- [EXERCISE REQUIREMENTS]
1. From the flip-flop article below, list every condition it says is commonly seen in clinic due to flip-flop use.
2. Quote the flip-flop article below word for word, from "Flip-flops and slip" down to "travel in them.".

- [TEXT PROVIDED]
┏━━
Flip-flops and slip on shoes in general (for the purpose of this article we will just call them all flip-flops) are great for being easy to get on and off quickly and for keeping cool and showing off your feet when you’re wearing shorts.
Unfortunately, that is all they are good for!
They have a place in your wardrobe for wearing in public showers/changing rooms and on the patio when having a BBQ, and that is about as far as you should travel in them.
Flip-flops change the action of how you use your foot when walking. This is due to the foot having to grip to keep the shoe from falling off. They also trick your feet into thinking you have footwear on and then provide little to no support for your foot. This extra work will cause fatigue in your feet and calves and may even lead to overuse injuries. In the short term the acute increase in stress on your feet can cause pain and inflammation in the soft tissues of your feet, ankles and calves. With prolonged use flip-flops can cause chronic shortening of these tissues leading to a change in the way you move; this in turn creates continued overload of some very important structures in your lower legs.
The growing market for ‘good for you flip-flops’ (such as Birkenstock and Fitflops etc) do help a little on the support side, but ultimately they are still a slip on shoe and will affect your foot mechanics. You are still increasing the load on your lower leg and changing the way you walk due to your footwear.
Some common conditions we see regularly in clinic due to flip-flop use include: plantar fasciitis, tibialis posterior tendinopathy, Achilles tendinopathy, tight calves, heel bursitis and reduced big toe mobility – which is a mechanical nightmare for numerous reasons. There is no guarantee that you will suffer with these conditions if you spend your summer in flip-flops, but you are significantly increasing your chances. Pain can be a very late symptom in a lot of these cases and the soft tissue changes can go undetected for months or years before they become a problem.
In conclusion: If there is any risk of you walking more than 100m total that day in your flip-flops – choose different footwear!
┗━━
(Image-backed grounding data)
┏━━
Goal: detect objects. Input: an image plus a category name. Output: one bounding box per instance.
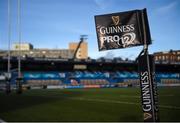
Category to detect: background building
[0,42,88,59]
[154,50,180,63]
[12,43,33,51]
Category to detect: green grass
[0,87,180,121]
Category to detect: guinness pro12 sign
[95,9,151,51]
[138,54,159,122]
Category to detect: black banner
[95,9,151,51]
[138,54,159,122]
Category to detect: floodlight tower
[16,0,23,94]
[5,0,11,94]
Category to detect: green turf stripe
[69,98,180,110]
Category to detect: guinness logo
[144,113,152,120]
[111,16,119,26]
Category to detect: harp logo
[144,113,152,120]
[111,16,119,26]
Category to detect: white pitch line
[69,98,180,110]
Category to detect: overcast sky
[0,0,180,59]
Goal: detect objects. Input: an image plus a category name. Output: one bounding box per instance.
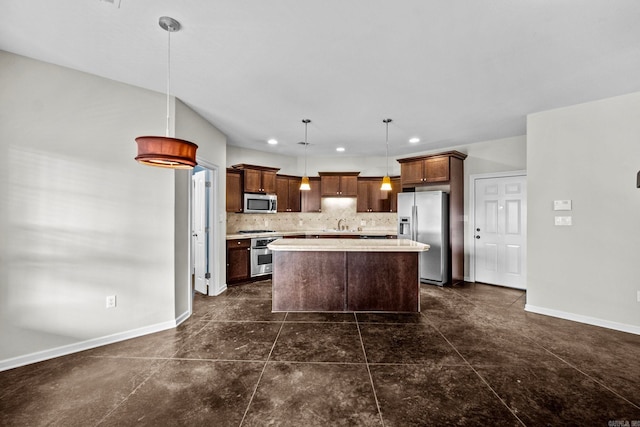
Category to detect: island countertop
[267,239,429,252]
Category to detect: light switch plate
[553,200,571,211]
[555,216,573,226]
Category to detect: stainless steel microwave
[244,193,278,213]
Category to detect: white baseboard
[209,283,227,297]
[0,320,180,372]
[524,304,640,335]
[176,310,191,326]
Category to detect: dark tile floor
[0,281,640,427]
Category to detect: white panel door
[473,175,527,289]
[191,171,207,295]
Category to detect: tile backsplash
[227,197,398,234]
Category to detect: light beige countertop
[267,239,429,252]
[227,230,398,240]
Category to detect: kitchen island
[268,239,429,313]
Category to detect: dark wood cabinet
[276,175,301,212]
[227,239,251,283]
[398,151,467,283]
[300,177,322,212]
[226,169,243,212]
[318,172,360,197]
[398,151,458,188]
[233,163,280,194]
[389,176,402,212]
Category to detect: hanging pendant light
[380,119,392,191]
[136,16,198,169]
[300,119,311,191]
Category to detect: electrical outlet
[107,295,116,308]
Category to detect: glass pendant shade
[300,119,311,191]
[300,176,311,191]
[380,176,391,191]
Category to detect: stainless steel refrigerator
[398,191,450,286]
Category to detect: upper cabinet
[318,172,360,197]
[276,175,301,212]
[398,151,467,188]
[233,163,280,194]
[300,176,322,212]
[227,168,242,212]
[389,176,402,212]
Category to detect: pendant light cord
[165,27,171,137]
[386,120,389,176]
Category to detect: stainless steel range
[251,236,282,277]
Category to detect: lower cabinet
[227,239,251,283]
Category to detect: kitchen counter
[269,238,429,313]
[268,239,429,252]
[227,230,398,240]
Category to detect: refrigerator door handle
[411,205,418,241]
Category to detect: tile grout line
[444,291,640,409]
[536,342,640,409]
[238,313,289,427]
[353,313,384,427]
[90,310,221,427]
[425,310,526,426]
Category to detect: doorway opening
[191,159,220,296]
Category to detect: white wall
[527,93,640,333]
[0,51,222,369]
[405,135,527,279]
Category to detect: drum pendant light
[300,119,311,191]
[135,16,198,169]
[380,119,393,191]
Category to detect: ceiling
[0,0,640,156]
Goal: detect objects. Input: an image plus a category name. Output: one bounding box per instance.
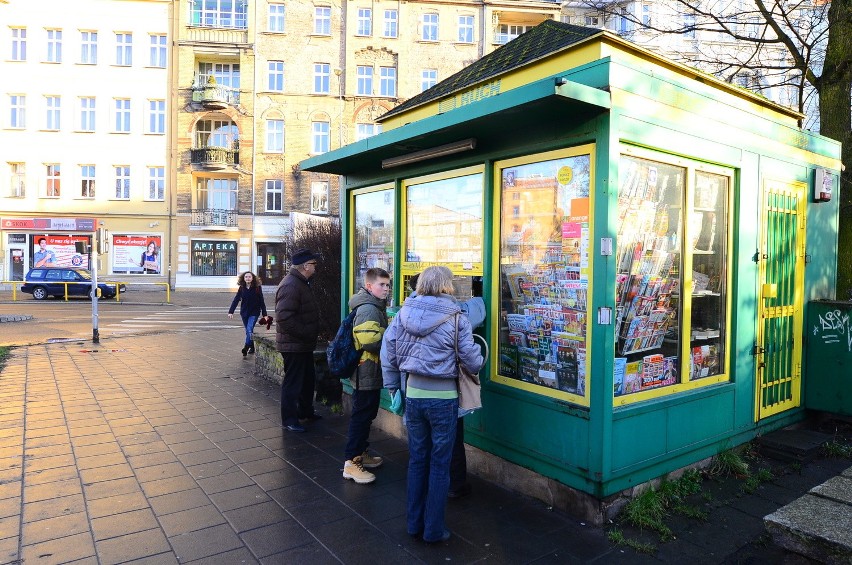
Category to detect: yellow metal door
[755,180,806,421]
┗━━
- [LIST OF SOLUTIONS]
1.
- Plantar fasciitis
- Tibialis posterior tendinopathy
- Achilles tendinopathy
- Tight calves
- Heel bursitis
- Reduced big toe mobility

2.
Flip-flops and slip on shoes in general (for the purpose of this article we will just call them all flip-flops) are great for being easy to get on and off quickly and for keeping cool and showing off your feet when you’re wearing shorts.
Unfortunately, that is all they are good for!
They have a place in your wardrobe for wearing in public showers/changing rooms and on the patio when having a BBQ, and that is about as far as you should travel in them.